Continue the article on Greece's recovery from the recession, starting right after its last line.

Source passage:
::::::
Did Greece Recover from The Recession?

Did Greece Recover from The Recession?

Greece experienced a long recession that has significantly damaged the business sector. Despite the harsh environment, a lot of efforts have been taken place and the country has made many steps towards its recovery.

Legal expert Serafeim Sotiriadis stated: “In the last years, we have seen crucial changes in the law that will positively impact the business landscape very soon. Investment opportunities have already increased and we foresee many more in the future.”

His firm’s goal is to pave the way for these changes in Greece and to provide clients with world class legal and financial consultation. He speaks more on the recession and Greece’s corporate sphere.

 

Which are the legal tools a potential investor could make use of when interested in investing in financially distressed companies in Greece?
::::::
Dataset extract:
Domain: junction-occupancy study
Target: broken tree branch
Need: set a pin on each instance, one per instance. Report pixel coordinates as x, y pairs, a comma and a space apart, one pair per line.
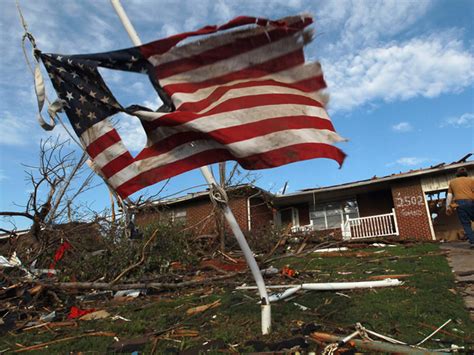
::::::
Result for this exercise:
The global financial crisis had a huge impact on the economic environment in Greece from 2011 and as a result, the business landscape changed dramatically. The consequences of this change brought out the vital need for Greek companies to restructure their debts in order to continue being viable and profitable. Through the restructuring mechanisms available in the Greek law, companies have the opportunity to extend the repayment of their obligations, write off a proportion of their debt and ultimately, in many cases, they get significant refinancing from the banks. Bankruptcy law provides businesses with the legal tools to achieve these goals. The most prominent ones are the “Pre-pack Agreement” and “Company Transfer Agreement” found in articles 106b and 106d of bankruptcy code (BC). Companies can also resort to the “Special Administration” provisions as they are defined in the Law 4307/2014 (articles 68-77). In any case, investors can step into reorganised, restructured and most importantly, viable companies, making a worthy investment at a fair price.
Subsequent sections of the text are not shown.